What the exercise asks –
From the lines below, keep only those that contain the word "damask" and copy each of them out in full.

Dataset –
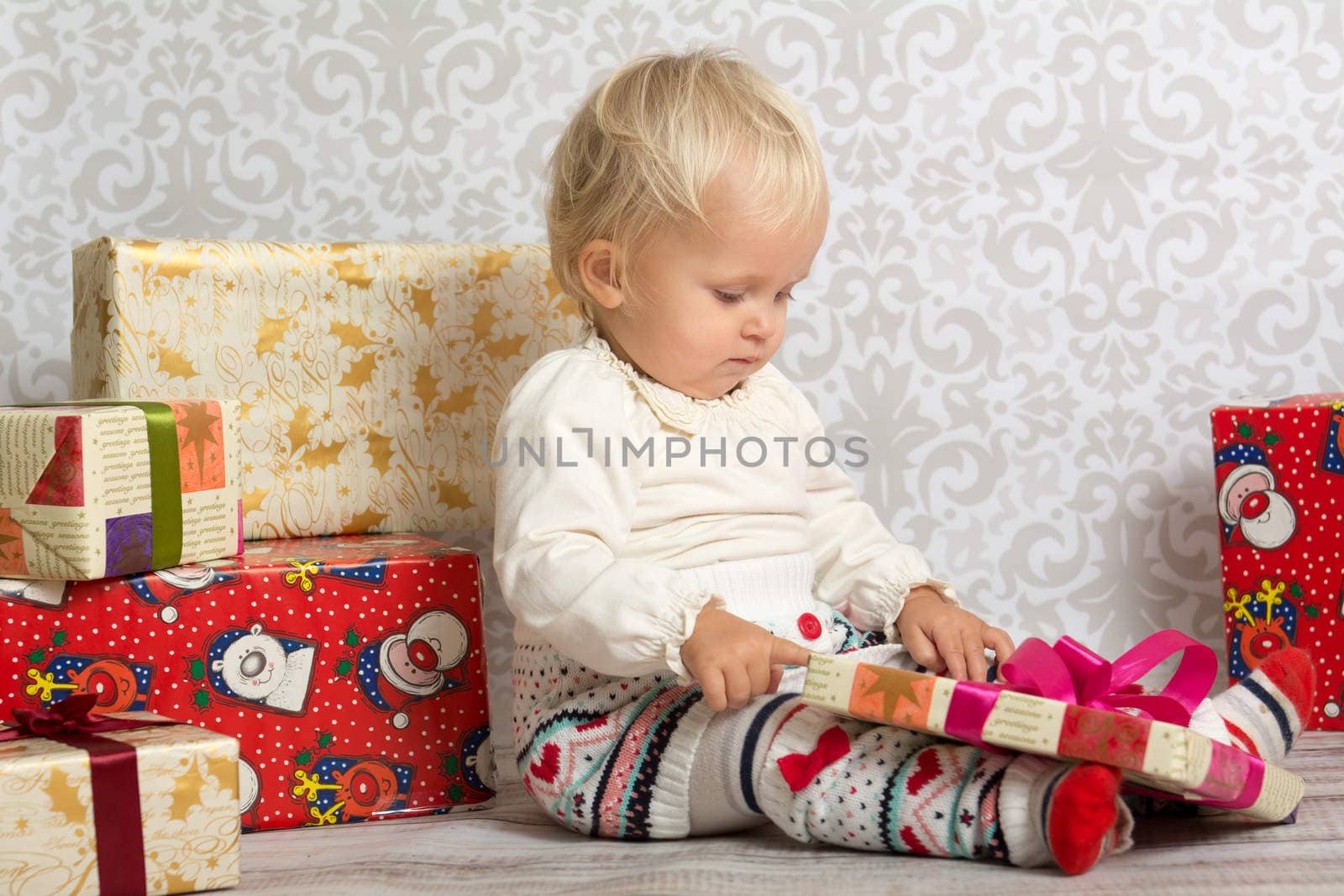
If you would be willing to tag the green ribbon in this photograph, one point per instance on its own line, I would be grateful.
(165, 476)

---

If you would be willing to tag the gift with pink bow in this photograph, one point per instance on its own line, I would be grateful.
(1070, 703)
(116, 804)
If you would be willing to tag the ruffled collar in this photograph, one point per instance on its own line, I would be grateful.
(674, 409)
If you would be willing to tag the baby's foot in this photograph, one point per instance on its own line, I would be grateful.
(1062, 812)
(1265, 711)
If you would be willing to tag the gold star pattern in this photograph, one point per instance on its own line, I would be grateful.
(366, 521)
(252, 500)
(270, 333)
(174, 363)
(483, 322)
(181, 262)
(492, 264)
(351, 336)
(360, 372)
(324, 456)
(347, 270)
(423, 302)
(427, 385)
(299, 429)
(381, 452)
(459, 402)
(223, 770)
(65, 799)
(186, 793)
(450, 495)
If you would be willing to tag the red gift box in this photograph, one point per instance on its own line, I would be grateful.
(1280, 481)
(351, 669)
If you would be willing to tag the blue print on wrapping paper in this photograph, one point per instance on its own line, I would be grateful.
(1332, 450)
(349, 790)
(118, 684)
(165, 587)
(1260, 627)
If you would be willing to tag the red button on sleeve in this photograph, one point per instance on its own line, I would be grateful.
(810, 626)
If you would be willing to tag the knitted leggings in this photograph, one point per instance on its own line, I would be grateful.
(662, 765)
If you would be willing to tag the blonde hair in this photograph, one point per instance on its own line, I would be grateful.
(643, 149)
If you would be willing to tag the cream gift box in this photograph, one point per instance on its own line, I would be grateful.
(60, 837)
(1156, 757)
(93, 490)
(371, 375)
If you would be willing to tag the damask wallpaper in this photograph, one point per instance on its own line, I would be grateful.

Answer to the exercise –
If you would be willing to tag the damask wallpaper in this photograph, one point per instance on its own line, I would be grateful.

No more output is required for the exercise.